◆ **To do**: Rewrite the entries from the start up to and including the line with "pixel 266 172", swapping "outline" for "boundary" and leaving everything else unchanged.

start Dataset records

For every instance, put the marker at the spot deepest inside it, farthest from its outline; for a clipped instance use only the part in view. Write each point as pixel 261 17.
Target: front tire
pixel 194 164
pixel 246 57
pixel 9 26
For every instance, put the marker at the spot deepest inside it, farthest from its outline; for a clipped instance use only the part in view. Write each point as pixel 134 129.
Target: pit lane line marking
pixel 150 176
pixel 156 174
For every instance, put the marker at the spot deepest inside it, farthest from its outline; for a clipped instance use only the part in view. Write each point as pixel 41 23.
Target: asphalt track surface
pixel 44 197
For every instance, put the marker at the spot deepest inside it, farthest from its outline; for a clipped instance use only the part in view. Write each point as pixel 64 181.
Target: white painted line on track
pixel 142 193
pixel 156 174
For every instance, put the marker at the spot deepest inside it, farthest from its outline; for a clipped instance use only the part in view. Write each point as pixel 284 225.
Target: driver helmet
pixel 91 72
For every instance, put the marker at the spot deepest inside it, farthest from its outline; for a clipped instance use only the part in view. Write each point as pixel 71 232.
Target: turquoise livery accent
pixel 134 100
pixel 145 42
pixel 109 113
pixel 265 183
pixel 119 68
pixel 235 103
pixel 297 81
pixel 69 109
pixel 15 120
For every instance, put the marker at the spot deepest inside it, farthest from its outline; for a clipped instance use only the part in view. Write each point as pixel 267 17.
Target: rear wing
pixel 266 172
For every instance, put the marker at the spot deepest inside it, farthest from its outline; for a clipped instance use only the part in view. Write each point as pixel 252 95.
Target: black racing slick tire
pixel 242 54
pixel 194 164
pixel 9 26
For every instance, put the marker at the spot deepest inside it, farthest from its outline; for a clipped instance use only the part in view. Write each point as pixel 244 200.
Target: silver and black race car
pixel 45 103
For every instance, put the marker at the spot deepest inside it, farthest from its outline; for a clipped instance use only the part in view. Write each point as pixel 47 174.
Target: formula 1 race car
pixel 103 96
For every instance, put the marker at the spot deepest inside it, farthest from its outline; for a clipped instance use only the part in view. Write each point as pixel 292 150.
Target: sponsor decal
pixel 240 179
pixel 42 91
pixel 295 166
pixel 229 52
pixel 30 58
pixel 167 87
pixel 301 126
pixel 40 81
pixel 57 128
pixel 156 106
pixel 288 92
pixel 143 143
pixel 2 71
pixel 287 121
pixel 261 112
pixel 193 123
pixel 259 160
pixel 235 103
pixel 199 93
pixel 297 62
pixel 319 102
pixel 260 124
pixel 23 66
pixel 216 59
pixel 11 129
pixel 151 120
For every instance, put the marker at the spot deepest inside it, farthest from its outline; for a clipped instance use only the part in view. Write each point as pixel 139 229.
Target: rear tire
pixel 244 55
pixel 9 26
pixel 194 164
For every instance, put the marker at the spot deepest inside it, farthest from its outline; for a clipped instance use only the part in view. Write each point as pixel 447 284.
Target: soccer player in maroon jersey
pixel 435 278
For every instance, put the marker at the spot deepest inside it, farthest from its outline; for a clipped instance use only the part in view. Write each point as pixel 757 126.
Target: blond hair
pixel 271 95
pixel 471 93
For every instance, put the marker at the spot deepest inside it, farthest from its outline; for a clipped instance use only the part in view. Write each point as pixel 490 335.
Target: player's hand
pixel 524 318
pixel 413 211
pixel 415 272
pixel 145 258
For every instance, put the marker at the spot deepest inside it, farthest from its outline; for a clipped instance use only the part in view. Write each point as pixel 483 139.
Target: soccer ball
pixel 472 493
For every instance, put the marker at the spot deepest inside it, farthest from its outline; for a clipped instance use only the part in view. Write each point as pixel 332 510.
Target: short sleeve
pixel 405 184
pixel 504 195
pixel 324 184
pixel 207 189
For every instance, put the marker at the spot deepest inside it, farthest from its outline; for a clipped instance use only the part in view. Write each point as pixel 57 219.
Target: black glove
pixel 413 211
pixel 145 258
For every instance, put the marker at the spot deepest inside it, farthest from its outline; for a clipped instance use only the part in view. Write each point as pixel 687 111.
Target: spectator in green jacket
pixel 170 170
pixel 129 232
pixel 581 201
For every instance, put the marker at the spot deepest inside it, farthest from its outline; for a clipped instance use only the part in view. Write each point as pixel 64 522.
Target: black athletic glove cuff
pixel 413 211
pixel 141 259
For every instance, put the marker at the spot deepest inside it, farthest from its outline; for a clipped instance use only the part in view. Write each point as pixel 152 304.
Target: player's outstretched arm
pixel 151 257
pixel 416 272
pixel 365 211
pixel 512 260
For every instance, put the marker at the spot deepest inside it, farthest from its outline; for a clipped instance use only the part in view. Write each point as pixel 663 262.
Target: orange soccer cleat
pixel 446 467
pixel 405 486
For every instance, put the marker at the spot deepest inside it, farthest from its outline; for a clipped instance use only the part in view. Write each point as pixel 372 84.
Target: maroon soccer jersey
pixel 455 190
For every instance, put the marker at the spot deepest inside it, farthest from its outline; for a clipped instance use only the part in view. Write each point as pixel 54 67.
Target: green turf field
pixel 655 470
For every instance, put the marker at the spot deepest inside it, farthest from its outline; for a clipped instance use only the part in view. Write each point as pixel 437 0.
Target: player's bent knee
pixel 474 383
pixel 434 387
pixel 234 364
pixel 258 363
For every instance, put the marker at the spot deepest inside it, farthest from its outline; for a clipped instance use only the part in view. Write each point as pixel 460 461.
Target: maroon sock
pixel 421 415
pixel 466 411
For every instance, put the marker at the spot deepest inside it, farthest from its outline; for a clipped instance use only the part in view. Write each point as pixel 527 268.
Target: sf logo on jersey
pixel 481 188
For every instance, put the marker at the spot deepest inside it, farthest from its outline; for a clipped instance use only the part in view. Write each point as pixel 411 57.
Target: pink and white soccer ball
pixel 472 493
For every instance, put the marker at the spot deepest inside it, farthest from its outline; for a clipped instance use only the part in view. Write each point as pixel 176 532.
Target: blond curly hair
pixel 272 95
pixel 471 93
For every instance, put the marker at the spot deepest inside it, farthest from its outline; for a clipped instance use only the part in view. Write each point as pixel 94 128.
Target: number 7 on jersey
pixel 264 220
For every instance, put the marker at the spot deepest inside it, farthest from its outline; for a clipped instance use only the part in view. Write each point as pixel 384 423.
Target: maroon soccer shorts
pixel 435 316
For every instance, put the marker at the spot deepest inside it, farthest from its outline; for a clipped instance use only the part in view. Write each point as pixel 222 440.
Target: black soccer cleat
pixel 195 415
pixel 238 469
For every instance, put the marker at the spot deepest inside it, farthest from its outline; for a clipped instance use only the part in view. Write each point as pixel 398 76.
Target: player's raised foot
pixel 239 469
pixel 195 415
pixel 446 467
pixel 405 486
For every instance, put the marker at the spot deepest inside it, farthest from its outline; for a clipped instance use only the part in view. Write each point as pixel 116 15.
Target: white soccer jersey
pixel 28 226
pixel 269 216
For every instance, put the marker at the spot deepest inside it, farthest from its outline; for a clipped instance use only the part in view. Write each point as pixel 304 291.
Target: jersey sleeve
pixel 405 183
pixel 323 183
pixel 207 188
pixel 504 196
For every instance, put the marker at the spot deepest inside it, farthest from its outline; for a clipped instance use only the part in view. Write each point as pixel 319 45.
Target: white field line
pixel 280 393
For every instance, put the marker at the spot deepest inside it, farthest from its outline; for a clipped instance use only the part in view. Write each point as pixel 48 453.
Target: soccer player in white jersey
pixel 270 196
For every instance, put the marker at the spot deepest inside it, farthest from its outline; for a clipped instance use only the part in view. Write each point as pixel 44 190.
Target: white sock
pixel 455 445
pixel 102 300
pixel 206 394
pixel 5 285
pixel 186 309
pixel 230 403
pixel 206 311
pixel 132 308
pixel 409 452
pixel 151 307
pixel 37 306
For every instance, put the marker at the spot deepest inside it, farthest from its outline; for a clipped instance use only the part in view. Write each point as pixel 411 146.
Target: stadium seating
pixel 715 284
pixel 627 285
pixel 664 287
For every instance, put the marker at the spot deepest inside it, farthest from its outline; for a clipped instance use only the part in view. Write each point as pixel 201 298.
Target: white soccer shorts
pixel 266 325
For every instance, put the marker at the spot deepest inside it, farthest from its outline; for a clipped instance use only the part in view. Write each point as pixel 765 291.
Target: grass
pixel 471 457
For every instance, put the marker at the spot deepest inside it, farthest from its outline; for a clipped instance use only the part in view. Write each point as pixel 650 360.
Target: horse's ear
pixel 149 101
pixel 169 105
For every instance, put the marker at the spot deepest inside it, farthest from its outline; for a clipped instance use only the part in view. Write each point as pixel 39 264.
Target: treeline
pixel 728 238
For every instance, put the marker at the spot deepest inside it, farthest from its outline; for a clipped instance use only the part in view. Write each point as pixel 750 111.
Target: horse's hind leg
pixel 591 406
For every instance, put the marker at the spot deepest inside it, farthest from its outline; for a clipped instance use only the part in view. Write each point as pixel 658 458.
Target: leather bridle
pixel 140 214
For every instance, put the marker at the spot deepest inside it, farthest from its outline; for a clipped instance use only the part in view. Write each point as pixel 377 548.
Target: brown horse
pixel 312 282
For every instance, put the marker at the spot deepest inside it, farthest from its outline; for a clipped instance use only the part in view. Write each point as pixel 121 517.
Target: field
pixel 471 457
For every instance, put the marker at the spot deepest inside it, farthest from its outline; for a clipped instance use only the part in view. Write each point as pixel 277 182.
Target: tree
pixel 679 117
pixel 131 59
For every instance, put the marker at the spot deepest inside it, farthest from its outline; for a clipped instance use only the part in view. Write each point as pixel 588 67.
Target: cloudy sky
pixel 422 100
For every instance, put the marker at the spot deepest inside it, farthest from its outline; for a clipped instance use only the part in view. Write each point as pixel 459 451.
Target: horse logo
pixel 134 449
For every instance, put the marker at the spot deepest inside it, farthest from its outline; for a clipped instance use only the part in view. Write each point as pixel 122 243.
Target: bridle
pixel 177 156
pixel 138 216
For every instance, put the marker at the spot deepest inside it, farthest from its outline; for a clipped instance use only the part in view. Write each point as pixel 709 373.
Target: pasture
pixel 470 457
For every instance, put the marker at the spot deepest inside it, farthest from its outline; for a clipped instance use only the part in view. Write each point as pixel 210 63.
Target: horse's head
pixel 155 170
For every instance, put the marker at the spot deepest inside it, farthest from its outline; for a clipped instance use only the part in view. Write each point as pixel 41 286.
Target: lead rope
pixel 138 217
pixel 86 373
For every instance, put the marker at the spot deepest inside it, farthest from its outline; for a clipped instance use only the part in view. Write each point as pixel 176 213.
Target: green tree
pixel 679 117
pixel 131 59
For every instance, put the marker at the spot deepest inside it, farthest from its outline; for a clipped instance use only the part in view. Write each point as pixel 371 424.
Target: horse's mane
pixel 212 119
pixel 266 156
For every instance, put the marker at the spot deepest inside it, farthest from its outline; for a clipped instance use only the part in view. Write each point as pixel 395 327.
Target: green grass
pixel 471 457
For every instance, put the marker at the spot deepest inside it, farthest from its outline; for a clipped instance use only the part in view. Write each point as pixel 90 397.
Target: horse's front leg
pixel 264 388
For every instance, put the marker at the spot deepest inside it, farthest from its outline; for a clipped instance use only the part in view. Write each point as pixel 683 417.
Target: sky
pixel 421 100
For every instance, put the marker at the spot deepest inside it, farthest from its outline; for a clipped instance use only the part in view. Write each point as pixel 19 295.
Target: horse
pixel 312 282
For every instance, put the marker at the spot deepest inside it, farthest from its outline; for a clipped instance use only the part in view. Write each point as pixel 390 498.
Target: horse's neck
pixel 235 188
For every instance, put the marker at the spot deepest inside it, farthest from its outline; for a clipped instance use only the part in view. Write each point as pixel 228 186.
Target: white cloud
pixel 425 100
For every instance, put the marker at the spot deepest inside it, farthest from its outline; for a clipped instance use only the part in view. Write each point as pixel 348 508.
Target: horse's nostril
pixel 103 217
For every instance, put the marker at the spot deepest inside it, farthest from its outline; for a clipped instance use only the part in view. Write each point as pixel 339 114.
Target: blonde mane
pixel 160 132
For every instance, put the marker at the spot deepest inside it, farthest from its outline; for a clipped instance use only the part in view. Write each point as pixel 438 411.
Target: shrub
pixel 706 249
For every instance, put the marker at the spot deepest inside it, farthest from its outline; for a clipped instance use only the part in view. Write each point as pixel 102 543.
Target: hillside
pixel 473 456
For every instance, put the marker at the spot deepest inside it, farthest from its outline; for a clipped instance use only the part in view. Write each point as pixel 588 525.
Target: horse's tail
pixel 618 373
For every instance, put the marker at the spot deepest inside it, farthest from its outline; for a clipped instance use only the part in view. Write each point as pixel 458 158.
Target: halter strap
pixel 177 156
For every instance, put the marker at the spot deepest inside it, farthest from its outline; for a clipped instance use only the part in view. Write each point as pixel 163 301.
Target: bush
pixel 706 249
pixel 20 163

end Dataset records

◆ **Reply to the exercise**:
For every instance, put the marker at the spot deepest inside it, farthest from its boundary; for a clipped instance use only the part in view. Write each point as pixel 261 17.
Target: front tire
pixel 194 164
pixel 246 57
pixel 9 26
For every instance, put the marker at the spot deepest inside it, farthest from its boundary; for a clipped instance use only the part in view. Write each point as pixel 134 129.
Target: pit lane line marking
pixel 150 176
pixel 156 174
For every instance, put the marker at the spot deepest inside it, farthest from its boundary; for a clipped instance use only the part in view. Write each point as pixel 41 23.
Target: asphalt track surface
pixel 44 197
For every instance, put the marker at the spot deepest inside it, farthest from its boundary; for a clipped instance use only the part in view. Write each point as pixel 64 181.
Target: white painted line on track
pixel 142 193
pixel 156 174
For every instance, put the marker at the spot deepest inside it, farthest from its boundary; for a clipped instance use only the part in view. Write each point as pixel 284 225.
Target: driver helmet
pixel 91 72
For every instance, put the marker at the spot deepest inside it, farthest from its boundary; for a clipped instance use only the part in view. Write each point as pixel 71 232.
Target: turquoise livery accent
pixel 134 100
pixel 145 42
pixel 109 113
pixel 265 183
pixel 119 68
pixel 235 103
pixel 297 81
pixel 69 109
pixel 15 120
For every instance, put the marker at the spot deepest inside it, farthest from its boundary; for a clipped instance use only the part in view. Write each point as pixel 267 17.
Target: rear wing
pixel 266 172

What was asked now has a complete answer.